SUPPLIED RECORDS:
┄┄┄┄┄┄┄┄┄┄┄┄┄┄┄┄┄┄┄┄

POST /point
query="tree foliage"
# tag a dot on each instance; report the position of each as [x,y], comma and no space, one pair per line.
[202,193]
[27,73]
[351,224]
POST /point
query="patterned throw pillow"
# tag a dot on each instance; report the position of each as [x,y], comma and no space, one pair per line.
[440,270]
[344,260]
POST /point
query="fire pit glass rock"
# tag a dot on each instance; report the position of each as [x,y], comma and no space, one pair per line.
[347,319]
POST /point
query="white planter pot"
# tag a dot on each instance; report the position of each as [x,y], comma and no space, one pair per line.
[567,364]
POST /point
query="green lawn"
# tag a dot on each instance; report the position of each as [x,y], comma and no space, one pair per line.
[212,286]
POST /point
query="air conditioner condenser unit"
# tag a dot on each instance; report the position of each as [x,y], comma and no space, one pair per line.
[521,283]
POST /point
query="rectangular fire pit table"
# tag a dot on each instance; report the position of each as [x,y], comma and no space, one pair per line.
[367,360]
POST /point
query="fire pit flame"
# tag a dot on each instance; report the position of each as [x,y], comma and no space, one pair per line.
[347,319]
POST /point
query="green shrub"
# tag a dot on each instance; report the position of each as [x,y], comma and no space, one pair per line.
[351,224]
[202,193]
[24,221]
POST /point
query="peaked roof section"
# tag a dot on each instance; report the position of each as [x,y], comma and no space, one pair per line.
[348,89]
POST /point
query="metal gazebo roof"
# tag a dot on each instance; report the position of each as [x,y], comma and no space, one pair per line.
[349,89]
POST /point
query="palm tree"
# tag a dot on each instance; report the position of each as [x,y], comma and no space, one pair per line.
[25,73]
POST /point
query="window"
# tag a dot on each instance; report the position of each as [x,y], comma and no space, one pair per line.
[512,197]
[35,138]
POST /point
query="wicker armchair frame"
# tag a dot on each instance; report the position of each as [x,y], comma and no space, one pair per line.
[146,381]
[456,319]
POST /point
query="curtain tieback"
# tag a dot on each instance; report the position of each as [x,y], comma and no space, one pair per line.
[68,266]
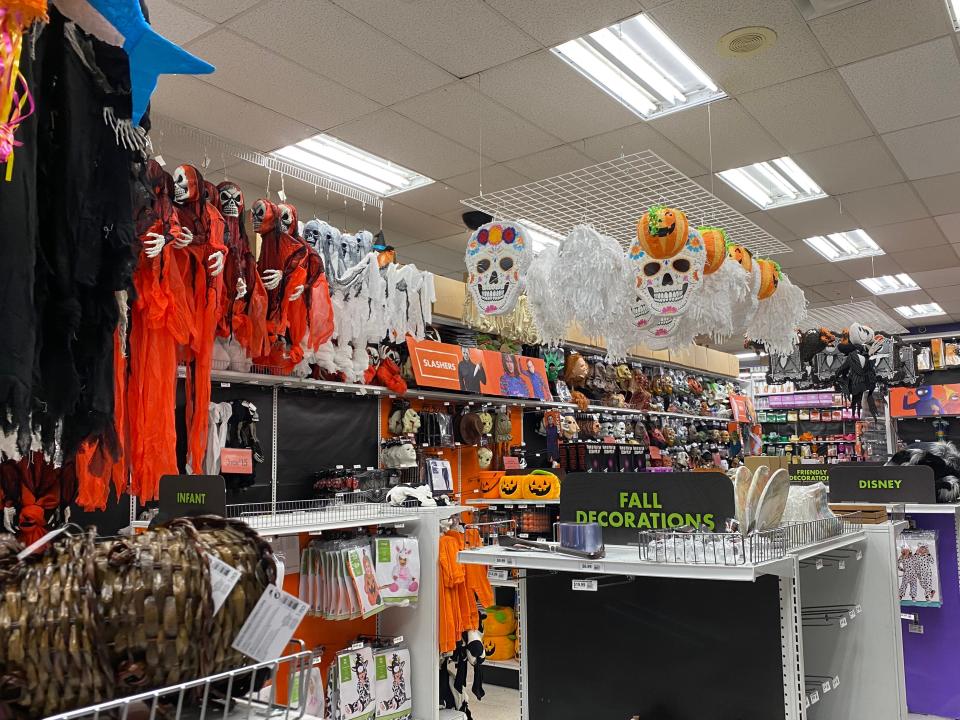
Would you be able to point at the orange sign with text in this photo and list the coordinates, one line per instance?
(478, 372)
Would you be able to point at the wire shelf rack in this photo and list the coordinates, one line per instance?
(348, 509)
(231, 695)
(613, 195)
(729, 549)
(836, 317)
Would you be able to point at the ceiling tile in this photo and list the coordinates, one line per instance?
(941, 194)
(738, 139)
(916, 85)
(495, 177)
(555, 21)
(202, 105)
(807, 113)
(818, 274)
(801, 256)
(814, 218)
(869, 267)
(884, 205)
(697, 25)
(178, 24)
(548, 163)
(928, 279)
(249, 70)
(461, 36)
(927, 150)
(456, 111)
(406, 143)
(950, 225)
(347, 50)
(218, 10)
(898, 237)
(855, 165)
(635, 138)
(879, 26)
(545, 90)
(934, 258)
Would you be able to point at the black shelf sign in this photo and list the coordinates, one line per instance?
(626, 503)
(882, 483)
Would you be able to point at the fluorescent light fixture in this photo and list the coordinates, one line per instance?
(539, 235)
(848, 245)
(638, 65)
(920, 310)
(341, 161)
(953, 9)
(774, 183)
(889, 284)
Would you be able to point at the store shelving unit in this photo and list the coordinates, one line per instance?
(771, 602)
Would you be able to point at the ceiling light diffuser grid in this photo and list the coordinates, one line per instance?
(837, 317)
(215, 146)
(613, 195)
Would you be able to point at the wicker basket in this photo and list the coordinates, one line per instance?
(88, 621)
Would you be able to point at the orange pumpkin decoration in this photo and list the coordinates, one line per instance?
(741, 255)
(490, 483)
(769, 278)
(662, 231)
(715, 242)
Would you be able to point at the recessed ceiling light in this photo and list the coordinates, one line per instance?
(772, 184)
(539, 235)
(920, 310)
(638, 65)
(953, 9)
(889, 284)
(844, 246)
(341, 161)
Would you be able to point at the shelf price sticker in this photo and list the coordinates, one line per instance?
(270, 625)
(222, 579)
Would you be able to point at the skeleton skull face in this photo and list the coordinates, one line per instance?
(231, 199)
(497, 258)
(668, 285)
(186, 184)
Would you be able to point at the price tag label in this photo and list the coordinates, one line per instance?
(270, 625)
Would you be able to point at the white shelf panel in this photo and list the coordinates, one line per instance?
(622, 560)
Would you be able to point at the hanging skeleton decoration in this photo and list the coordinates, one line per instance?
(497, 258)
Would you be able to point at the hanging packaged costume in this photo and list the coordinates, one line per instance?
(201, 271)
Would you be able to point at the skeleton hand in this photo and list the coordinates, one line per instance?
(215, 263)
(184, 238)
(271, 279)
(154, 246)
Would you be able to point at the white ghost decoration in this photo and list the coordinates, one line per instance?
(497, 257)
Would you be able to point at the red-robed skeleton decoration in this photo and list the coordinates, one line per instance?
(203, 281)
(282, 264)
(244, 316)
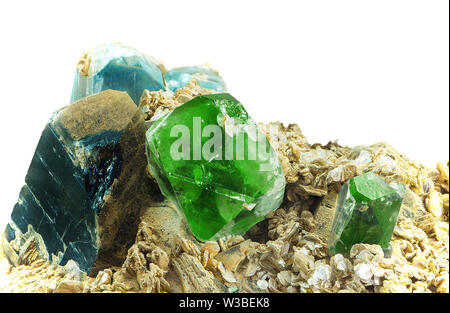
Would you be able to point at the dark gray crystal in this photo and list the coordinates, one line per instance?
(79, 196)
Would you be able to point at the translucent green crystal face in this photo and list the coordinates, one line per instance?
(367, 212)
(212, 160)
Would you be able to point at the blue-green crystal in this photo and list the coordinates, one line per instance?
(84, 149)
(118, 67)
(206, 78)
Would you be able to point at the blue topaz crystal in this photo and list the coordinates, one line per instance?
(85, 183)
(117, 67)
(206, 78)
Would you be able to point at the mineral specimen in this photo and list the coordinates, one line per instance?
(206, 77)
(81, 194)
(117, 67)
(367, 212)
(226, 177)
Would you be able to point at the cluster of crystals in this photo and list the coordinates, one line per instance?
(366, 212)
(226, 178)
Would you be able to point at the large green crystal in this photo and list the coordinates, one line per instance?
(221, 172)
(366, 212)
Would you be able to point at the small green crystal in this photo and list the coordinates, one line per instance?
(221, 172)
(366, 212)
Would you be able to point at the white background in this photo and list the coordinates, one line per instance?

┄┄┄┄┄┄┄┄┄┄┄┄┄┄┄┄┄┄┄┄

PROBLEM DESCRIPTION: Scan the material above for the word "roof". Copy each line where it occurs.

RESULT BELOW:
query="peaked roof section"
query="metal gazebo roof"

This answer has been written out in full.